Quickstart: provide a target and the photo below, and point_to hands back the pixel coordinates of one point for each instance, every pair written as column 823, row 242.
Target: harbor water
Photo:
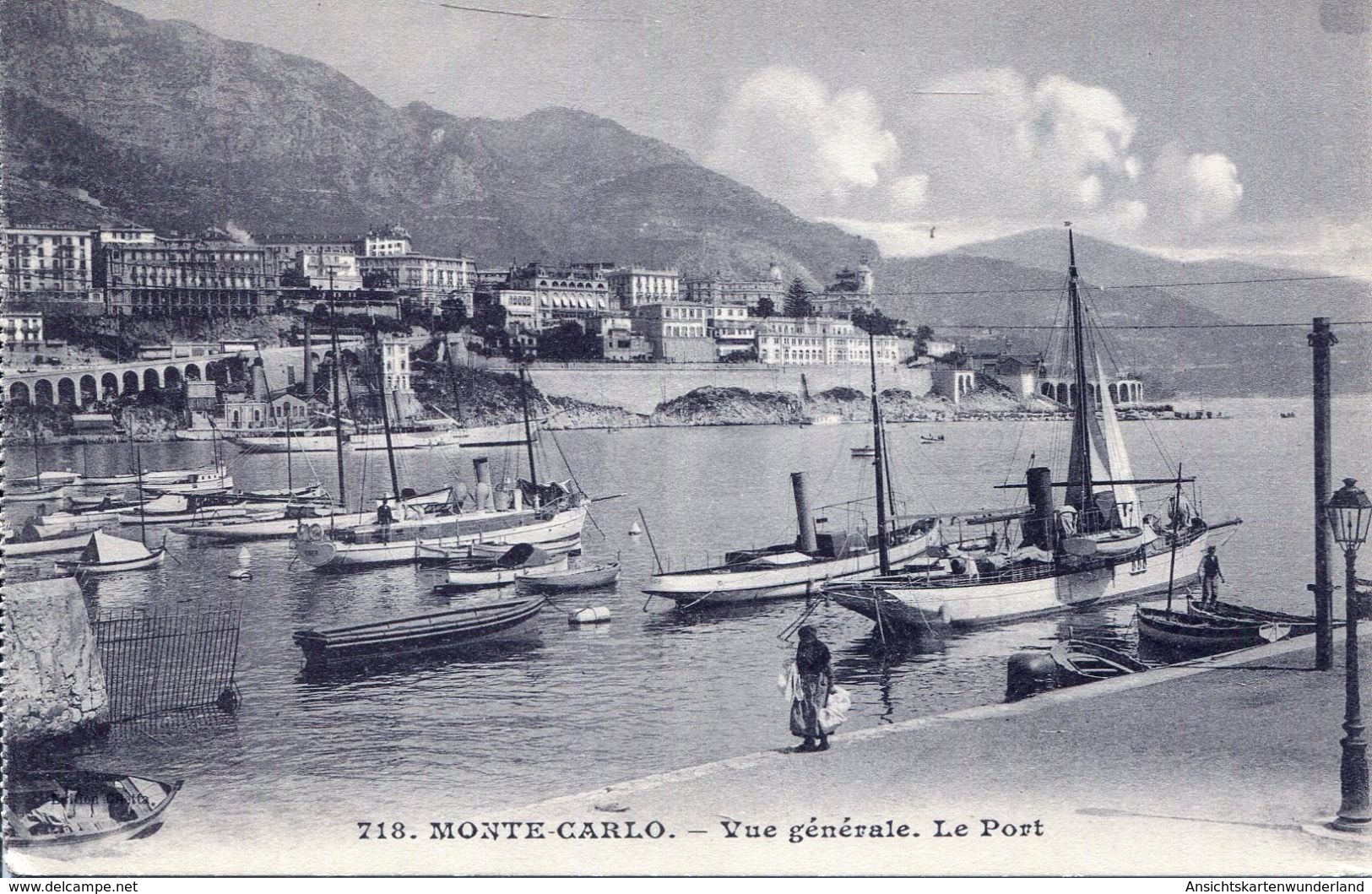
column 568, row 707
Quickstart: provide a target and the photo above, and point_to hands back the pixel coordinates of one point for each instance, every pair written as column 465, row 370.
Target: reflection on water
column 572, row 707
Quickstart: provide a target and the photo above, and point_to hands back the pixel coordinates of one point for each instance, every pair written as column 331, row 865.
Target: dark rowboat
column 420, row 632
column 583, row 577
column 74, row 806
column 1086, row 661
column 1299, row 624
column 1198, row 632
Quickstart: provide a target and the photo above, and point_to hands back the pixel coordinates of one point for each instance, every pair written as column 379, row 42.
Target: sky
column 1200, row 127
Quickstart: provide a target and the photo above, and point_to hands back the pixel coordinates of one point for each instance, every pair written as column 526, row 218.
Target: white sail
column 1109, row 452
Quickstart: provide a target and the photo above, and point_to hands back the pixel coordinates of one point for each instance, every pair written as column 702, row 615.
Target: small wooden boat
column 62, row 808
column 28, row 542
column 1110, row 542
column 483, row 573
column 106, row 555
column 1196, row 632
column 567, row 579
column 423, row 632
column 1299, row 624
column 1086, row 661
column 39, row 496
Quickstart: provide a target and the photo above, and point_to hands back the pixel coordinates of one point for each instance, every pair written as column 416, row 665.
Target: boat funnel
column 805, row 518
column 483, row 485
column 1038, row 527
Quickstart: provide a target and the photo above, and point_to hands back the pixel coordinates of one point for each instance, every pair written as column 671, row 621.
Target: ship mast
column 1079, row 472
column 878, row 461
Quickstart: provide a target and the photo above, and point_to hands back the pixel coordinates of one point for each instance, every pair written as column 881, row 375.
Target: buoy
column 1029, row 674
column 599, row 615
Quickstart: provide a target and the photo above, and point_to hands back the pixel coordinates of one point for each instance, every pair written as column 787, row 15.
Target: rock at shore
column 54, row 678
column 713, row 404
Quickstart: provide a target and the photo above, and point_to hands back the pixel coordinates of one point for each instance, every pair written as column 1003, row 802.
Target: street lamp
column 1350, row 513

* * *

_HOW TO COMPLETE THIS TASK:_ What is needed is a word-for-word transcription of all the entries, with the pictures dropped.

_OUTPUT:_
Quickstart: provide a target and the photo below, and point_to hands back the pixel coordinates of one point for each instance, every pair written as column 823, row 242.
Target: harbor water
Photo:
column 568, row 707
Quickstart: provide a target and the photo above, and point_to hands back the pixel coordinates of one point for each instance, every pair written as column 465, row 370.
Target: reflection on water
column 572, row 707
Quickstart: provide a target and the photo above, and point_to hands back the pixel coordinates of one point for each instance, every pair written as column 331, row 865.
Target: dark rowboat
column 420, row 632
column 583, row 577
column 74, row 806
column 1086, row 661
column 1299, row 624
column 1198, row 632
Quickstart: provide a target and the photo above, and point_to hands back the pixel coordinates of one point for each instance, every pair written as column 379, row 42.
Target: sky
column 1200, row 127
Quickstart: provide a target and the photo above, and point_to hands back the pixel coordinates of one point for each instance, every pair written as column 526, row 218.
Target: white sail
column 1109, row 452
Quickstart: provide a target and the photo above, and point_to hands back the pixel coordinates of one point for each instance, every pair written as column 702, row 615.
Target: small wooden boat
column 62, row 808
column 28, row 542
column 1110, row 542
column 483, row 573
column 106, row 555
column 1196, row 632
column 567, row 579
column 423, row 632
column 1299, row 624
column 1086, row 661
column 39, row 496
Quickstart: provide a target and the photo above, and point_to hands back the pixel coordinates of one point for each instance, every pair written as column 416, row 665.
Target: boat funnel
column 805, row 518
column 483, row 485
column 1038, row 527
Quickstart: provide a target and the photo above, and point_to hands back the pixel coordinates of one point for each instance, every pair written as column 671, row 621.
Target: ship mast
column 1079, row 472
column 878, row 461
Quickstart: provide a target and the photo above, and point_to hands back the pixel coordinates of one point for each instance, every pair written as column 881, row 375.
Target: buoy
column 1029, row 674
column 599, row 615
Quickstart: provide a target and the photo above, and point_to hands back the pixel coordinates of one point for each instance, every pair written as column 787, row 15.
Target: rock at shore
column 54, row 678
column 713, row 404
Quickstart: provide a target and the photo above, and point_to hands back the pixel coordinates of one point for each instance, every pair written as column 1003, row 802.
Target: street lamp
column 1350, row 513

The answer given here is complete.